╔══

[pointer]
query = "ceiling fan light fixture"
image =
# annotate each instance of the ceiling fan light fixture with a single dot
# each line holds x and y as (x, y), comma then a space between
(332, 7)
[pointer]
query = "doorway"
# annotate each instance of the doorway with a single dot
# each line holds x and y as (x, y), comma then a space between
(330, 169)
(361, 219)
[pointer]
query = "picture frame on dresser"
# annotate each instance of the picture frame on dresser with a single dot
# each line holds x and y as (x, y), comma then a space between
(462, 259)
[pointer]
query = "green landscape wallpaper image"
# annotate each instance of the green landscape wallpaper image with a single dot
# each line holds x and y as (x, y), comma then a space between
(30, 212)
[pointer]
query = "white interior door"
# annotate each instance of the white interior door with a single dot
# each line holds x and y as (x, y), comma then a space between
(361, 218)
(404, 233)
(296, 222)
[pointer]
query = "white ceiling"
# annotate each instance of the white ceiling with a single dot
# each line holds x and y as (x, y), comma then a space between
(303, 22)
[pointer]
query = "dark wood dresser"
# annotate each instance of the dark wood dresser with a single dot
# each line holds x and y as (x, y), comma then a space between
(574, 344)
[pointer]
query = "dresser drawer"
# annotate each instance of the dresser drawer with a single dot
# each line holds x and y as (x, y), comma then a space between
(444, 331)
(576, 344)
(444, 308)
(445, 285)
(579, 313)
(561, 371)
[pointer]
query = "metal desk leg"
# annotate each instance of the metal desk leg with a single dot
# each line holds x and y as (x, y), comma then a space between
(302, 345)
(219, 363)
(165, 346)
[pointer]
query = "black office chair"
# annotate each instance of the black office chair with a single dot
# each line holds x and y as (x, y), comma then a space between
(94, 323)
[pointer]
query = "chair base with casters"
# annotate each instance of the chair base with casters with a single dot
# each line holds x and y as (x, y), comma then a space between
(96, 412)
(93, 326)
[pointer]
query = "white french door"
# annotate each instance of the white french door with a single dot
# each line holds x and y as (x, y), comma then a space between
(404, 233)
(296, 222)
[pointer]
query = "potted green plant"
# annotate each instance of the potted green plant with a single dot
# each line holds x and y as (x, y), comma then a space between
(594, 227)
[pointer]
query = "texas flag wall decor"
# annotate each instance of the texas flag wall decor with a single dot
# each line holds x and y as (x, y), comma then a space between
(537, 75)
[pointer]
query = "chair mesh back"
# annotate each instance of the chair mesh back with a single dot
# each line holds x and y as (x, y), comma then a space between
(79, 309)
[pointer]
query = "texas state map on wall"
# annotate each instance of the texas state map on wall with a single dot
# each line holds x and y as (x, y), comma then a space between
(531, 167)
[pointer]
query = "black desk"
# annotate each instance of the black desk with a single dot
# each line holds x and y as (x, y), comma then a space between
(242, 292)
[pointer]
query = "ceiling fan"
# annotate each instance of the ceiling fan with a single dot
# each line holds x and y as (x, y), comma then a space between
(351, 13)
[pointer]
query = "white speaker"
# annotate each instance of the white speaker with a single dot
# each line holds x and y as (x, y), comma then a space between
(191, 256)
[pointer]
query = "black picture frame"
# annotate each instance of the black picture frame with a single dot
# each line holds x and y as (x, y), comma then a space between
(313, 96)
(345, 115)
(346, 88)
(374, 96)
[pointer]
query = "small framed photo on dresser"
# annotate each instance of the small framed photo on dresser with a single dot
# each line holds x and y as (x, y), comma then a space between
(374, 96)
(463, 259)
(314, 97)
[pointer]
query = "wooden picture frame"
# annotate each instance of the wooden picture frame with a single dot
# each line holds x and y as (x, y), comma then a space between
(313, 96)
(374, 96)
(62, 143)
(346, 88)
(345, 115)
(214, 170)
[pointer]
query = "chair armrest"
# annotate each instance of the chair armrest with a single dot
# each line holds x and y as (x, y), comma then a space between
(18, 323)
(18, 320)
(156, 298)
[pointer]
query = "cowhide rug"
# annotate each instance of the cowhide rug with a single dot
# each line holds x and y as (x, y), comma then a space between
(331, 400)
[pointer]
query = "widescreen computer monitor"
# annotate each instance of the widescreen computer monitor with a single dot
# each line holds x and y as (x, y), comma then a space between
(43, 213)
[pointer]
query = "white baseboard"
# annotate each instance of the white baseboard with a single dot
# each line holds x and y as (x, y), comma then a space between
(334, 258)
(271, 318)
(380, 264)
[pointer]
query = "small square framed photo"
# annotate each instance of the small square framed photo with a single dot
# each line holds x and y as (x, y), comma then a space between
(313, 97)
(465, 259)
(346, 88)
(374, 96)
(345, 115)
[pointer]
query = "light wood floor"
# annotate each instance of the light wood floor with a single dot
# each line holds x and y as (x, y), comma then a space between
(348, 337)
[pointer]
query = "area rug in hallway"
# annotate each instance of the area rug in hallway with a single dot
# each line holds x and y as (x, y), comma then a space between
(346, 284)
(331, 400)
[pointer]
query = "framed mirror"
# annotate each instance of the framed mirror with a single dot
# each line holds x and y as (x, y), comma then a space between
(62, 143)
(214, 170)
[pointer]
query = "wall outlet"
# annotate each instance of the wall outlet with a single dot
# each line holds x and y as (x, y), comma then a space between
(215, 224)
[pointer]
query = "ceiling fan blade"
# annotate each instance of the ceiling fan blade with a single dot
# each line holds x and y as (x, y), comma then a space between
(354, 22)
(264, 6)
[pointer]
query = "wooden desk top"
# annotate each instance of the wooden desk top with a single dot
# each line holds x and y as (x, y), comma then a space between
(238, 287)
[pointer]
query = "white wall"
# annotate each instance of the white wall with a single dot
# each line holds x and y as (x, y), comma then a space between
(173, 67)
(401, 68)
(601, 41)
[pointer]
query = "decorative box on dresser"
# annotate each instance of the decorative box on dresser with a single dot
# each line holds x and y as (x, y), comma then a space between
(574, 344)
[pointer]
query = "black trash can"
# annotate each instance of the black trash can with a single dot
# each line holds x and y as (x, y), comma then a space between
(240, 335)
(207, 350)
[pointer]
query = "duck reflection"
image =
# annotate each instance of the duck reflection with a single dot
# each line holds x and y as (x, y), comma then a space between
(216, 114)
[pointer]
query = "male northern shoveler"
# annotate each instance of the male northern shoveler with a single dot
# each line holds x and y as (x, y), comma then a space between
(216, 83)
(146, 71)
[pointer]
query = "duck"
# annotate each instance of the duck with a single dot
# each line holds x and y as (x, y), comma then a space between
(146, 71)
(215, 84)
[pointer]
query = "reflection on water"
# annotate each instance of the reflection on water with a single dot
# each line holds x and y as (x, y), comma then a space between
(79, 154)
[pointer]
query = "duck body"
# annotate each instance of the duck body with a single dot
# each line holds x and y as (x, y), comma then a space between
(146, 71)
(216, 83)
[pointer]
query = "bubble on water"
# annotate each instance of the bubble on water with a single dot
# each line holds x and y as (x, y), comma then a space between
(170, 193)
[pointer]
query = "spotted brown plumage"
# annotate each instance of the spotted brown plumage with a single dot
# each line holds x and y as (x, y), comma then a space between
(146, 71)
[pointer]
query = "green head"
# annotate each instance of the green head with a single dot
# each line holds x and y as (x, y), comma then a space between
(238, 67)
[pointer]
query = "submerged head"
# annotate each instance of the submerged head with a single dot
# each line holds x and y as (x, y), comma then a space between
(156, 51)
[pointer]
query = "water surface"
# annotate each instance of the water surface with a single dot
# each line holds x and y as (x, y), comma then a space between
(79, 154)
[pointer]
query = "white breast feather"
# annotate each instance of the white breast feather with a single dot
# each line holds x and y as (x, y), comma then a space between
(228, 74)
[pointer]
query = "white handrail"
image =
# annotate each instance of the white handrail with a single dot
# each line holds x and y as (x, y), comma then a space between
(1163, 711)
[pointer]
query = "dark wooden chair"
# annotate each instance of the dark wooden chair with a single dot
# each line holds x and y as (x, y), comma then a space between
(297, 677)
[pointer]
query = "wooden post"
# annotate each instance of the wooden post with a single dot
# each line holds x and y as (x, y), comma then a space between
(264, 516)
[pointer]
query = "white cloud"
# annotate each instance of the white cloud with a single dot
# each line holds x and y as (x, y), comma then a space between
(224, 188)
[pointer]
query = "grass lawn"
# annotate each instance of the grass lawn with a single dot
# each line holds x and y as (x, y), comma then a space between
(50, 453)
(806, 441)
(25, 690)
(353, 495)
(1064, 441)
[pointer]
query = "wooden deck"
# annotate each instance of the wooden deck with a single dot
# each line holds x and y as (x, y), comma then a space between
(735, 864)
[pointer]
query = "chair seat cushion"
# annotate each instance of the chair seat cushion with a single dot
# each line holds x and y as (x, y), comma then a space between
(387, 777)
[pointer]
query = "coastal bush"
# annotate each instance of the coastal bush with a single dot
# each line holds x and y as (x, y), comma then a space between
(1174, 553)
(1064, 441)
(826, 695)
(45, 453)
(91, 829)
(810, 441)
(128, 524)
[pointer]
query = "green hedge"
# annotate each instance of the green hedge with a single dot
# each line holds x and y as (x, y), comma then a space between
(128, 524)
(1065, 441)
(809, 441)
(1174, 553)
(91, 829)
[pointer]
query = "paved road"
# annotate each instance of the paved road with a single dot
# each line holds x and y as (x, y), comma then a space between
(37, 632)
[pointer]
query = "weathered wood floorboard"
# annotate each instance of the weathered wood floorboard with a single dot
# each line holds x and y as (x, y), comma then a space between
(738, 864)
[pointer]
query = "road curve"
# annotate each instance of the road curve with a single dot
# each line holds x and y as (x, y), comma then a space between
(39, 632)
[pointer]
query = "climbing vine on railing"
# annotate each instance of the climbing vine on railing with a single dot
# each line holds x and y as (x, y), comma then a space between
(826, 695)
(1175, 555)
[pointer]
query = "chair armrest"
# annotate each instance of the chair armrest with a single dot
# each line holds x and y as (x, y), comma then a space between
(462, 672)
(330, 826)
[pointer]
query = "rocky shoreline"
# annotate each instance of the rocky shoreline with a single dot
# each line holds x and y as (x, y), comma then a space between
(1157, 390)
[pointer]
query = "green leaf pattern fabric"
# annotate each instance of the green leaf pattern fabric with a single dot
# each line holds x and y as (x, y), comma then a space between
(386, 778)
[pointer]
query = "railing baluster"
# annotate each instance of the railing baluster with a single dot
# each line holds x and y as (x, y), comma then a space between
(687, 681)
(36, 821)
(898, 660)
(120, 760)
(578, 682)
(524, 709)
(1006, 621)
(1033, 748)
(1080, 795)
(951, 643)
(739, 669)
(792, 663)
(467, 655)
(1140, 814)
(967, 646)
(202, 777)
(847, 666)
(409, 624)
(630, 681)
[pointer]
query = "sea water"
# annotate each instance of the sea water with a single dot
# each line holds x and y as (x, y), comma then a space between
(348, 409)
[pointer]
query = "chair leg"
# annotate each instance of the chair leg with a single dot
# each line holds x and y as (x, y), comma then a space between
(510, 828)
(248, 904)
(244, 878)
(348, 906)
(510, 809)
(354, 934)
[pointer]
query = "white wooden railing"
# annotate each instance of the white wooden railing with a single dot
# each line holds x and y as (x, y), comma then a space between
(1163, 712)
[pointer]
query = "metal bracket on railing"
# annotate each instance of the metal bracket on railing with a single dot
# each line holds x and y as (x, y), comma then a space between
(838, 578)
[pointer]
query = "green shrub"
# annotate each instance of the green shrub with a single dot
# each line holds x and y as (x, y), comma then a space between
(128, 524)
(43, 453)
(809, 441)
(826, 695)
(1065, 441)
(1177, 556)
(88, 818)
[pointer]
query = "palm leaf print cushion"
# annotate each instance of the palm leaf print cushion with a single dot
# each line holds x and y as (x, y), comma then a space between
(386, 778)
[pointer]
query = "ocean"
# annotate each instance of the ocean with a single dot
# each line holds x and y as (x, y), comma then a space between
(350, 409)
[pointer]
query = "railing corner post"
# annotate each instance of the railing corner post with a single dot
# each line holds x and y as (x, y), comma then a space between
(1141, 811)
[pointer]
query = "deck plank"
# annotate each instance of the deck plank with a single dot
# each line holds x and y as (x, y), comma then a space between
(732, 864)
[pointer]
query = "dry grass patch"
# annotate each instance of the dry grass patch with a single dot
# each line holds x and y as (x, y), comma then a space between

╚══

→ **TASK DIRECTIONS**
Identify every line in the rows above that contains the string "outlet" and copy each one. Case counts.

→ **EXERCISE RESULT**
query = "wall outlet"
# annotate each instance of the wall outlet with a single dot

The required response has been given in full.